» **RECORDS FOR THE EXERCISE**:
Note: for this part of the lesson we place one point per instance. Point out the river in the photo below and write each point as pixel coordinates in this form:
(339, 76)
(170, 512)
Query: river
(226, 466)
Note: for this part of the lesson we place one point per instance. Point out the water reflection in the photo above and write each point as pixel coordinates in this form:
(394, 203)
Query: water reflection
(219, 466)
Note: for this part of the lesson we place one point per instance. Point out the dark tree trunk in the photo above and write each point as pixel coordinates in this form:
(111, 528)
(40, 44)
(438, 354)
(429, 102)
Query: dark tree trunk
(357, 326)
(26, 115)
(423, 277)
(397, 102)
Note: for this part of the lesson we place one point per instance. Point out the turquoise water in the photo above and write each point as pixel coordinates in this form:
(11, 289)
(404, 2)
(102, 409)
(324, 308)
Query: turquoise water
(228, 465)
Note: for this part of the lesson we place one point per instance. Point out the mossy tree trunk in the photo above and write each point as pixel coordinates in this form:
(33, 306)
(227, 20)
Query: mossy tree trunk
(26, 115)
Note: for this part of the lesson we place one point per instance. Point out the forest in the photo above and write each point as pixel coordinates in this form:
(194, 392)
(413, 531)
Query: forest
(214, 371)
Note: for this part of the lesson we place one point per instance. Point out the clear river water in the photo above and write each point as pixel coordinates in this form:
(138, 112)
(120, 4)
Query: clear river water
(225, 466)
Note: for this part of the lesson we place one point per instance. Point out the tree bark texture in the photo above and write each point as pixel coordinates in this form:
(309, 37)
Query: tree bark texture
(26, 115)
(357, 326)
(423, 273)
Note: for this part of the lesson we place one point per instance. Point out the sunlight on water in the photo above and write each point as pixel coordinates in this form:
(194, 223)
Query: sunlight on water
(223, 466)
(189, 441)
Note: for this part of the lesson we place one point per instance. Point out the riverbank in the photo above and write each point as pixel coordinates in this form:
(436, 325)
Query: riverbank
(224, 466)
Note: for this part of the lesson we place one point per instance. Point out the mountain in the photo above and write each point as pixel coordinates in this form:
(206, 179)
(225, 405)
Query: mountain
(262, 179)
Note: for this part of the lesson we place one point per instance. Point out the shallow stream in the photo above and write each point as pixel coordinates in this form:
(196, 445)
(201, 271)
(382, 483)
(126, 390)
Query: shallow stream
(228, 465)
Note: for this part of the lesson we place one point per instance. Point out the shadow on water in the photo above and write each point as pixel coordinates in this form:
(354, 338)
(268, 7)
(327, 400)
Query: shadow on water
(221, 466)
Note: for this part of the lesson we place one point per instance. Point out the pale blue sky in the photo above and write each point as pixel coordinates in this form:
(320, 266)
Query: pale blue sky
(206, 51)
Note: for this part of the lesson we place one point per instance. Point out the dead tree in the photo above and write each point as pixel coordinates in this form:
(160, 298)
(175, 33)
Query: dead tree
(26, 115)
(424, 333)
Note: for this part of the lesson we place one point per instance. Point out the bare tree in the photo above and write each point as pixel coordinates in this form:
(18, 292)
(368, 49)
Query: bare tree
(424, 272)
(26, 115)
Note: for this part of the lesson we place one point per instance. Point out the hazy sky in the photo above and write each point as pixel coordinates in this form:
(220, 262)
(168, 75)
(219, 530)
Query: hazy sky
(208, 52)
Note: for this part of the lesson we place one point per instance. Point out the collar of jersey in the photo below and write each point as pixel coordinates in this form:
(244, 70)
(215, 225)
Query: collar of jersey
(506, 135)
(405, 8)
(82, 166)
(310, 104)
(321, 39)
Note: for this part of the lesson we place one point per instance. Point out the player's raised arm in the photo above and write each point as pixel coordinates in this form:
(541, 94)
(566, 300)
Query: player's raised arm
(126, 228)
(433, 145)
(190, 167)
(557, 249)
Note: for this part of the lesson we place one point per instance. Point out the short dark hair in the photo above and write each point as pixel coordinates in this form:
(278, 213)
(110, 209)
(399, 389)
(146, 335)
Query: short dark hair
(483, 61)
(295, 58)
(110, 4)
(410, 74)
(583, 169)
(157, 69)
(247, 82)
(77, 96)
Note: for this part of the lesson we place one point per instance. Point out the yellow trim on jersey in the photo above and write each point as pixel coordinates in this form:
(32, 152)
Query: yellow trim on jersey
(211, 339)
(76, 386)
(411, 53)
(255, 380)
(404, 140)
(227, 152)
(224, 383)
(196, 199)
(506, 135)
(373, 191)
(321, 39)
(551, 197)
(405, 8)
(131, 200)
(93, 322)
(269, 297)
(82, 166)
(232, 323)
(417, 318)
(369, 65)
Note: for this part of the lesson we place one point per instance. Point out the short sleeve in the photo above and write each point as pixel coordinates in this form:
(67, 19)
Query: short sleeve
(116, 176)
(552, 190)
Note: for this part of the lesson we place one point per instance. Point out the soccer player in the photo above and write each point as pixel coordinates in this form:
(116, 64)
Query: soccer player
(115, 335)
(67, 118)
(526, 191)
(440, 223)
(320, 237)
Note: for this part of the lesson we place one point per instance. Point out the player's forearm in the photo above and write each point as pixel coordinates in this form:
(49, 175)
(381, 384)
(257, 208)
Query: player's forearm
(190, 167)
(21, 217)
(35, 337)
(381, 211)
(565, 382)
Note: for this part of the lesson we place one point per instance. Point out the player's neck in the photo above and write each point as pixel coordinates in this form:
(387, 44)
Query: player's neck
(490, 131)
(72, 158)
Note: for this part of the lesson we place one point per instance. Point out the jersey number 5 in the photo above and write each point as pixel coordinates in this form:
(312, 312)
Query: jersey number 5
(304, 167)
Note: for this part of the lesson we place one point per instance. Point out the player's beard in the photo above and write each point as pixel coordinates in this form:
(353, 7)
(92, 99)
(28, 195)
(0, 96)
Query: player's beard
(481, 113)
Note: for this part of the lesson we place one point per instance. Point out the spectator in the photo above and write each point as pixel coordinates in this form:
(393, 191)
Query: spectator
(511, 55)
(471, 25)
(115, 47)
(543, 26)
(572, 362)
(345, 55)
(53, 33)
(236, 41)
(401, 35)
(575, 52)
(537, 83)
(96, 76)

» **REQUIRED WORK**: Your output should match the records above word for word.

» **EXERCISE SOLUTION**:
Note: for this part of the lesson we place one point per instance. Point out the river in the photo below and write each point as pixel coordinates in this form:
(339, 76)
(170, 512)
Query: river
(226, 466)
Note: for this part of the lesson we place one point per instance. Point out the water reflection in the photo above and write each point as pixel coordinates in this form:
(394, 203)
Query: water reflection
(219, 466)
Note: for this part of the lesson we place one point per instance. Point out the dark tree trunk in the photo above and write each point as pixel coordinates in this form:
(111, 528)
(40, 44)
(438, 354)
(429, 102)
Query: dark tree trunk
(357, 326)
(26, 115)
(423, 277)
(397, 102)
Note: for this part of the lesson we place one point per instance. Point out the turquoise water in the photo above and write each point as pixel coordinates in this form:
(11, 289)
(404, 2)
(102, 409)
(324, 308)
Query: turquoise water
(228, 465)
Note: for this part of the lesson we place one point per instance. Point out the mossy tree trunk in the photo above and write each point as pixel coordinates in this form:
(33, 306)
(227, 20)
Query: mossy tree trunk
(26, 115)
Note: for this part of the lesson we place one point per instance. Point out the forest in the photo above and write each point as pixel coordinates in this form:
(194, 392)
(413, 531)
Query: forest
(214, 371)
Note: for this part of the lesson we place one point per instance. Point out the clear river water in the photo above and write each point as pixel coordinates in this form:
(138, 112)
(120, 4)
Query: clear river water
(225, 466)
Note: for this part of the lesson we place one point per instance. Point out the tree bark texture in the photo above and write each point as pixel coordinates in this form:
(309, 37)
Query: tree bark texture
(26, 115)
(357, 326)
(423, 273)
Note: for this part of the lesson we place one point per instance. Point out the sunlight on water in the photo above and write each point as pixel coordinates in this form:
(194, 223)
Query: sunlight on water
(223, 466)
(189, 441)
Note: for this part of the lesson we place one point per instance. Point out the riverbank in the photo above and write each point as pixel coordinates in this form:
(436, 325)
Query: riverbank
(224, 466)
Note: for this part of the lesson we place one point per instance. Point out the mountain in the photo above and write each point as pixel coordinates in this form:
(206, 179)
(225, 405)
Query: mountain
(262, 179)
Note: for this part of the lesson we place one point per instance. Point out the shallow stream in the photo above and write each point as pixel coordinates in this form:
(196, 445)
(201, 271)
(382, 483)
(126, 390)
Query: shallow stream
(228, 465)
Note: for this part of the lesson we place one point per instance. Point out the shadow on water in the photo above and write each point as pixel coordinates in this form:
(354, 338)
(268, 7)
(327, 400)
Query: shadow on water
(221, 466)
Note: for this part of the lesson we place one point per instance. Point out the pale blue sky in the photo above and write each point as pixel coordinates in this form:
(320, 266)
Query: pale blue sky
(206, 51)
Note: for this part of the lesson we place one point per instance. Point out the dead tree in the photo above and write each point as pixel coordinates in this form:
(160, 298)
(175, 33)
Query: dead tree
(26, 115)
(424, 333)
Note: for this part of the lesson we place one point per instance. Point out the bare tree in the photo above and write each point as pixel coordinates in this form:
(18, 292)
(368, 49)
Query: bare tree
(424, 272)
(26, 115)
Note: for this part of the lesson we place one point per instance. Point out the hazy sky in the photo above and write each point as pixel coordinates in this form:
(220, 262)
(168, 75)
(219, 530)
Query: hazy sky
(208, 52)
Note: for this part of the lesson we place one point per instance. Point out the collar of jersey in the photo below and write each point as pixel coordinates in this form:
(244, 70)
(215, 225)
Query: collar of jersey
(506, 135)
(405, 8)
(82, 166)
(310, 104)
(321, 39)
Note: for this part of the lesson we place one point per instance. Point out the player's raised arm in the photo above and write each point as pixel coordinates in this form:
(541, 94)
(566, 300)
Query: player's raised arm
(126, 228)
(433, 145)
(190, 167)
(557, 249)
Note: for this part of the lesson we place one point per instance. Point out the short dark hair in the photo above and write each point as pixel coordinates in this form:
(278, 213)
(110, 209)
(399, 389)
(146, 335)
Query: short dark hair
(483, 61)
(295, 58)
(110, 4)
(410, 74)
(583, 169)
(157, 69)
(247, 82)
(77, 96)
Note: for this part of the lesson we place one point per instance. Point out the yellow trim on jersey in the photo above and write each point as pixel coordinates in this form:
(32, 152)
Query: yellow trim on jersey
(211, 339)
(76, 386)
(411, 53)
(255, 380)
(404, 140)
(227, 152)
(224, 383)
(196, 199)
(506, 135)
(373, 191)
(321, 39)
(551, 197)
(405, 8)
(131, 200)
(93, 322)
(269, 297)
(82, 166)
(232, 323)
(417, 318)
(369, 65)
Note: for this part of the lesson we place one point per instance. Point out the short sleeve in the photo above and write each point as pixel coordinates in this form:
(67, 19)
Query: short sleeve
(116, 176)
(552, 190)
Note: for this part of the lesson we place one point per instance. Point out the soccer player in the photo above and write each point as pixel coordinates in this form:
(116, 64)
Query: soccer player
(115, 335)
(67, 118)
(526, 191)
(440, 223)
(320, 237)
Note: for this part of the lesson we place one point per instance. Point out the player's forearm in the photo above and write each point as pixel coordinates in this form:
(49, 175)
(381, 384)
(257, 208)
Query: player's forearm
(190, 167)
(21, 217)
(35, 337)
(381, 211)
(565, 382)
Note: for this part of the lesson we place one point per instance. Point out the player's neck in the photo above and write each point as pixel coordinates in this form:
(387, 44)
Query: player's neck
(490, 131)
(72, 158)
Note: for this part of the lesson we place one point per instance. Point out the jersey number 5 in the photo above and write each point as pixel coordinates in this form:
(312, 312)
Query: jersey number 5
(304, 167)
Note: for this part of the lesson we place one point per instance. Point out the player's beard in the photo above and write each point as pixel coordinates in this form:
(353, 7)
(92, 99)
(28, 195)
(0, 96)
Query: player's beard
(481, 113)
Note: for this part of the lesson we place one point per instance. Point out the spectator in the photo above and write each point as pixel coordinates in this form:
(393, 191)
Query: spectator
(511, 55)
(471, 25)
(115, 47)
(543, 26)
(572, 362)
(345, 55)
(53, 33)
(236, 41)
(401, 35)
(575, 52)
(537, 83)
(96, 76)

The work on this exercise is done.